■ **TEXT EXCERPT**
□ □ □ □

Thursday 23 March 2017

A 'Maxi' mini revolution

Appeal: The Countryman is a major new player on the crossover front.
Appeal: The Countryman is a major new player on the crossover front.

I remember dancing in the Central ballroom in Tullamore (and other 'hot' spots through the midlands) when the micro mini-skirt was in vogue. Yes, many, many years ago. Those skimpy garments were no deeper than a good-sized belt.

Then came the midi, then the hippy ankle-lengths and then . . . well I forget after that.

Now I happen to think the word 'mini' is grossly abused and often a confusing contradiction in terms. You know: mini-bites, mini-crisis, mini-pack and so on.

But this week's car takes the concept to a new level altogether. This is now a 'really big' MINI.

And I'm going to get my spoke in first by calling it a 'maxi' MINI.

There. I've said it. I've corrupted the English language once again (what's new?).

This fresh arrival is called the Countryman. It is by far the largest they've made. It has four passenger doors, a surprising amount of rear room, a decent boot and is significantly larger in all areas than the little one we've become accustomed since BMW made it a modern icon.

It is also a different sort of concept. They are calling it a 'crossover' (not a word you'd have heard in the Central ballroom when the Crackaways were playing). In other words, it has a bit of everything, including an option (not on my test car) for all-wheel-drive so you can go off-roading.

There is no doubting, when you first see this, that it is some kind of a MINI. It blurs boundaries -- as crossovers do -- and, like so many others nowadays, points to a future where conventional design will, like so much else from our dancing days, be a thing of the past.

Multitudinous glances and questions over the course of my drives (sadly, the funeral of an old friend appears to pockmark so many of my journeys these days) underlined just how interested people can be in something of this nature. Here was an example of a car turning heads in their droves. It just has that presence. It is 374mm longer than a MINI hatchback, 106mm wider and, significantly, 154mm taller; and being such it really sits up there and says 'hello'.

□ □ □ □

■ **DATASET EXCERPTS**
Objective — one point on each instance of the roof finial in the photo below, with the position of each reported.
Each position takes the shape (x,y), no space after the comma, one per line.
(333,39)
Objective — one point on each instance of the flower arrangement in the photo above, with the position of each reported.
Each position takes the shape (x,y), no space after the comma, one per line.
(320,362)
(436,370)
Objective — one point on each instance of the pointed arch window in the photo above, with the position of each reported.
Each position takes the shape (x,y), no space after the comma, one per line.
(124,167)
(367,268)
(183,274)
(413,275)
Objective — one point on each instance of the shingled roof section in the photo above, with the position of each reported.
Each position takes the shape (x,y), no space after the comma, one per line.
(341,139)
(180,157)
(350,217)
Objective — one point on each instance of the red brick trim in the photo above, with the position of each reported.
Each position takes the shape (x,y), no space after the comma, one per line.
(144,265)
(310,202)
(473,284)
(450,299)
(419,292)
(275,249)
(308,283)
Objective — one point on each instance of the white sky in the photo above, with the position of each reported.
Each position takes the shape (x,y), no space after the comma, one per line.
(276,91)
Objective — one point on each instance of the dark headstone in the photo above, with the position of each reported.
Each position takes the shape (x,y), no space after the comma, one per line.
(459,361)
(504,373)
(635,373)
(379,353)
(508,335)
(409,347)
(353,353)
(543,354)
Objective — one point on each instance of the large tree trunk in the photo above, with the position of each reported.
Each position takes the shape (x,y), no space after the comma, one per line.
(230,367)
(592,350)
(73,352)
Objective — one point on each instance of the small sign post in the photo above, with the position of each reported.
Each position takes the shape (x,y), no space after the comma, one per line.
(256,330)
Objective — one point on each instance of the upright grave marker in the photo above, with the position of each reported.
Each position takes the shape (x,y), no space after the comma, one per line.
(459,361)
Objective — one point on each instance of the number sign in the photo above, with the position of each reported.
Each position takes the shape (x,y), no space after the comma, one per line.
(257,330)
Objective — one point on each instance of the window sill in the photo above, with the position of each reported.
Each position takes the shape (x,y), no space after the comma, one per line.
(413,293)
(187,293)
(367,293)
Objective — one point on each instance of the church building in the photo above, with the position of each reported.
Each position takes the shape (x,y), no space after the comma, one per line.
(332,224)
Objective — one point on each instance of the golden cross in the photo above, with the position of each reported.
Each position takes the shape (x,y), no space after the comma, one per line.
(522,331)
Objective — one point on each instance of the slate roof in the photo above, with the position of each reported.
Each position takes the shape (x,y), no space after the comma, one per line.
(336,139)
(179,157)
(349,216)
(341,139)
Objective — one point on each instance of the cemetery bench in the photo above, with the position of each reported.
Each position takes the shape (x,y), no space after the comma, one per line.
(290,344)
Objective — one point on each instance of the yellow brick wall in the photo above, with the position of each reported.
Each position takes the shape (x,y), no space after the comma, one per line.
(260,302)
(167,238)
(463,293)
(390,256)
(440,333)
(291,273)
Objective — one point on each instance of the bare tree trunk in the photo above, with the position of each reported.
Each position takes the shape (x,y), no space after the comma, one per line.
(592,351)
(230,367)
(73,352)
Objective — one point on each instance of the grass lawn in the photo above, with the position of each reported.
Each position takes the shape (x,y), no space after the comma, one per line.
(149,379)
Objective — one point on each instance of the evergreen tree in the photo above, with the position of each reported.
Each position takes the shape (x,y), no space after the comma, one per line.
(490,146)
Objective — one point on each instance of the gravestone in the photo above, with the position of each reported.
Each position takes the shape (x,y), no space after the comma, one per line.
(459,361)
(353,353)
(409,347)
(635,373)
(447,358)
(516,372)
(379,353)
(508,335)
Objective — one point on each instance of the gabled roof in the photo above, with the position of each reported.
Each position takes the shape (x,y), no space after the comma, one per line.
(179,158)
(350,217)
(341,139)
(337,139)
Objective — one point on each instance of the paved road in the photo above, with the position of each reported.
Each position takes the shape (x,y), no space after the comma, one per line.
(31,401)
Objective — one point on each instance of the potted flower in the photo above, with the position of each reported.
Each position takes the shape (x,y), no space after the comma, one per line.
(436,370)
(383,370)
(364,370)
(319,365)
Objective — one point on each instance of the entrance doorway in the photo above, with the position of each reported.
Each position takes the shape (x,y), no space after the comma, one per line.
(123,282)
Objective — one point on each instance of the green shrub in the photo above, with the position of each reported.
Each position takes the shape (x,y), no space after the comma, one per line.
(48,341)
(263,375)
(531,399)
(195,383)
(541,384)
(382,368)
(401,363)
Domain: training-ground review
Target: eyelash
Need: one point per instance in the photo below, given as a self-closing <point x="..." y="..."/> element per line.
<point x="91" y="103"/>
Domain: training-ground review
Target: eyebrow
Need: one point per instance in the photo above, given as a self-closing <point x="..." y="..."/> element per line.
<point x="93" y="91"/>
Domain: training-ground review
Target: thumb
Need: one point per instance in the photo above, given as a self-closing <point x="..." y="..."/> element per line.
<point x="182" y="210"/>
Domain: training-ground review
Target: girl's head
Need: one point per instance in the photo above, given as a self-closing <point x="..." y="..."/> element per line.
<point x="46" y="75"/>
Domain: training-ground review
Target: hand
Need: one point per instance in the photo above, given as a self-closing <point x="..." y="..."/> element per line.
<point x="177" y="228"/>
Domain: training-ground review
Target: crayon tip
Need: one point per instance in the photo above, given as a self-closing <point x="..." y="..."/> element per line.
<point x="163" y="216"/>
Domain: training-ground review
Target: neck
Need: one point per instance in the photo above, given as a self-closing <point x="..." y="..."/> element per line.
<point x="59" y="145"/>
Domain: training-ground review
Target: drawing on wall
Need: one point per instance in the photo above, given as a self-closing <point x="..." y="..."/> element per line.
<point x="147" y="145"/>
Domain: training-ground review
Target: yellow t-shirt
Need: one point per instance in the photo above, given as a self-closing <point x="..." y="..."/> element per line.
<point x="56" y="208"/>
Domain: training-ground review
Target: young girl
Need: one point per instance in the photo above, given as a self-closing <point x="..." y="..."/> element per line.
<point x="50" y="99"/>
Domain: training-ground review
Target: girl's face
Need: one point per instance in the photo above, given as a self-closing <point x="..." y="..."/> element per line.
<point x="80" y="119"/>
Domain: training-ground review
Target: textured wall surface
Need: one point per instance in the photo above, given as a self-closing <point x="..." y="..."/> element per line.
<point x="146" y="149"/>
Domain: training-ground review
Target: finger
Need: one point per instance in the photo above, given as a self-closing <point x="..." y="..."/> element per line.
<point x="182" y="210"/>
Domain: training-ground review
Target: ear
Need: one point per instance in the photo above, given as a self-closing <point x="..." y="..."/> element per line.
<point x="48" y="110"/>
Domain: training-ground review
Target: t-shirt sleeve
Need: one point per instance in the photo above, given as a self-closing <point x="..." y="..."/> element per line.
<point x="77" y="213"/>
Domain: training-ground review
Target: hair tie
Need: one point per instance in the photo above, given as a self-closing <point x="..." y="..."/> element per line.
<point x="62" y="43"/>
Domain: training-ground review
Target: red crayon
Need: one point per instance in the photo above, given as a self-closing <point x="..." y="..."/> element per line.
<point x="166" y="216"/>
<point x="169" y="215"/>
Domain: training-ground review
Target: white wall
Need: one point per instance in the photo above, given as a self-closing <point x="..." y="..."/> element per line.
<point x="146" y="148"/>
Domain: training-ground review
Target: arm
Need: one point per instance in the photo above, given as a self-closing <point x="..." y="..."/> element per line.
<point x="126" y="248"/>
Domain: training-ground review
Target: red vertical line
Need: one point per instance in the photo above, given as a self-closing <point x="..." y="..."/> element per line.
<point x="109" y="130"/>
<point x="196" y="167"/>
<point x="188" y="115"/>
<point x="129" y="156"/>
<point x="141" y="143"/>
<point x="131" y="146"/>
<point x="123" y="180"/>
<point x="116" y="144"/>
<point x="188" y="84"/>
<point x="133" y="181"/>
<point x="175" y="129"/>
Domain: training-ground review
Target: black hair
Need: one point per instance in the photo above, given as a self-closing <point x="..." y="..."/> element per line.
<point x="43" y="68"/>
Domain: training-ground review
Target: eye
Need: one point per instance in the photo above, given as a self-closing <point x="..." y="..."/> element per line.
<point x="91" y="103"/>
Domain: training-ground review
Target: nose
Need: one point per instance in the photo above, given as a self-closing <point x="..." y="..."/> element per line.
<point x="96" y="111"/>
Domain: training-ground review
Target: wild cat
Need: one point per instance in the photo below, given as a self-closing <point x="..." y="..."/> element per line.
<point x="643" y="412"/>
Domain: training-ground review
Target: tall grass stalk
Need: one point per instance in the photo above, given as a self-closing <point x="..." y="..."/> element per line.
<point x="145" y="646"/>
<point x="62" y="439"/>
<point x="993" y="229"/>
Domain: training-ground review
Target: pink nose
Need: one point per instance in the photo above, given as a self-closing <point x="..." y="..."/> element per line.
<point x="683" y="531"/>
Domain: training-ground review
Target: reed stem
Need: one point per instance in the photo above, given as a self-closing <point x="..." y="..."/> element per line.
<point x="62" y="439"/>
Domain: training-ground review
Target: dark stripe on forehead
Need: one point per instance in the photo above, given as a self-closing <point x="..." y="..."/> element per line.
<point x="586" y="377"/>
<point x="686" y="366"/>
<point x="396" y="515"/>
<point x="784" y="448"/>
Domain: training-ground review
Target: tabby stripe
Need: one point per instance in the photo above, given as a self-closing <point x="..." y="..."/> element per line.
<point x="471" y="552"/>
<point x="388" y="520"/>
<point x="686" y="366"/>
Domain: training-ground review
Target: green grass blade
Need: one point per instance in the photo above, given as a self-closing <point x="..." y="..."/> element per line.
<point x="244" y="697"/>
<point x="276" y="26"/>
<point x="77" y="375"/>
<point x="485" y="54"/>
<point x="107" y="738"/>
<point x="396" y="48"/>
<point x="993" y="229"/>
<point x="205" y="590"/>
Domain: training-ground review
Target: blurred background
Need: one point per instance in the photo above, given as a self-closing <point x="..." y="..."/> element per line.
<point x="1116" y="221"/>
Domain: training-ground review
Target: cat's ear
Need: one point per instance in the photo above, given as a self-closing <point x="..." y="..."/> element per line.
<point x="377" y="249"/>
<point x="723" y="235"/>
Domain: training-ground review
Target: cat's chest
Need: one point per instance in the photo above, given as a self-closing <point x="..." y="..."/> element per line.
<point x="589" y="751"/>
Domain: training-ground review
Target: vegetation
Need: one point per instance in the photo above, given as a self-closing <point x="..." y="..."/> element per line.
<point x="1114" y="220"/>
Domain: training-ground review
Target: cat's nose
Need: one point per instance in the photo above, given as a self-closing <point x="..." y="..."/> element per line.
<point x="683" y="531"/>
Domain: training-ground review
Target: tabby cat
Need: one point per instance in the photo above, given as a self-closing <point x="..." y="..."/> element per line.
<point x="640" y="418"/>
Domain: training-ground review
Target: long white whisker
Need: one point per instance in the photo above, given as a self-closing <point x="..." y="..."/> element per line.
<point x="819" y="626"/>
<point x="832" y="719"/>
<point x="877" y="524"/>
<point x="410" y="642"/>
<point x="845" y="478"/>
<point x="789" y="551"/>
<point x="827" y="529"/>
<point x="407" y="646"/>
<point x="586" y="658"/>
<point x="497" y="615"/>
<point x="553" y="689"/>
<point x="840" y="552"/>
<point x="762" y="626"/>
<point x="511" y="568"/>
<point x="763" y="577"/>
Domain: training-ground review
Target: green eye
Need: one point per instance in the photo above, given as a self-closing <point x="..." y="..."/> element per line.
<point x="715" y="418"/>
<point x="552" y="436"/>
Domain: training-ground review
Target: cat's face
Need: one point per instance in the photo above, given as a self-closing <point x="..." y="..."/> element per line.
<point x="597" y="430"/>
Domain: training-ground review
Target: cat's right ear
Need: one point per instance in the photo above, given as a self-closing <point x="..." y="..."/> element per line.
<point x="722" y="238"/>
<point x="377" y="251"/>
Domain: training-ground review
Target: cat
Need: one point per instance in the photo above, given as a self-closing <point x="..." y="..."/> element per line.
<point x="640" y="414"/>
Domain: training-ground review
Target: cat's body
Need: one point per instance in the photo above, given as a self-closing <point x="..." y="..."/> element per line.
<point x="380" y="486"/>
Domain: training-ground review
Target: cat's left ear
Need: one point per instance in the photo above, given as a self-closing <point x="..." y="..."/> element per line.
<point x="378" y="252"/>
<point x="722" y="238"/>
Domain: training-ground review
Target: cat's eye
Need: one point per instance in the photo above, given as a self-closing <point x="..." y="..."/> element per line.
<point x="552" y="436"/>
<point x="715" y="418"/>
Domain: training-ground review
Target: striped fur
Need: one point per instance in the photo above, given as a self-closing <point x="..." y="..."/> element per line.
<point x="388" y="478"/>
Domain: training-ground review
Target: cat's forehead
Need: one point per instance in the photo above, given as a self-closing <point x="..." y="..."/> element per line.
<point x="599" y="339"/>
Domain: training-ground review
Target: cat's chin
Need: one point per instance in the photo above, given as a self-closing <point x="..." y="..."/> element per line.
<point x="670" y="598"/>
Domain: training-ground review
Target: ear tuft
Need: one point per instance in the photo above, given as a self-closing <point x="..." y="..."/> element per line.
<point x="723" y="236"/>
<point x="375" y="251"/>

□ □ □ □

Can you write the next few paragraphs of the MINI Countryman car review above, picking up right after its final sentence?

■ **RESULT OF THE TASK**
But the real maximisation (if the dictionary permits such usage) of these extended dimensions reveals itself when you sit in. There are back seats where grown men can sit in relative company (you can order a two- or three-seat configuration). And the higher driving position certainly made a huge difference to me. Straight away, I saw how this could easily become an option as a second family car. That is where it will appeal. Where the MINI hatch is a motor primarily for the young single or couple, this will take three children in the back, their luggage and still allow you the quiet self-satisfaction that you are driving something more than just a bit different.

There's good versatility. The rear seats can slide a bit forward/backwards, depending on whether you want more passenger or luggage room, and the front seats have a decent amount of adjusting on them. Yes, it has all the smart touches of the MINI we know, and the not-so-smart great Big Ben of a central speedo-cum-display. Ugh!

A few of my passengers used the word 'sturdy' to describe this. That about sums it up. Its build is rock solid, with the suspension veering towards the sporty rather than the soft. The electric steering was precise, maybe a tad heavy, and I strayed once or twice into reverse when I went for first gear. But I soon got used to that.

Just a few things bugged me. The outside door handles are not the cleverest or easiest to use. They can feel a bit stodgy when you press to open them. Then there are myriad switches way down to your left on the middle of the lower dash and up near the ceiling. Too far down, as far as I'm concerned, to have to reach to do something as simple as opening a window.

And there were no controls for the radio on the steering column. Shock, horror. Must be the only car in the world without one at this stage.

For all that, it is a serious package with a high basic level of standard equipment. There is no doubt this MINI has grown up, big time. So much so that it expects 80pc of potential buyers to never have had a MINI before. In other words, a whole new set of consumers will regard this as a car that will suit them and their needs.

And I can see many of the existing 20pc going for it, too. Surely some of them have tied the knot since the heady days of the MINI's first appearance under BMW and need a bigger car for their young family.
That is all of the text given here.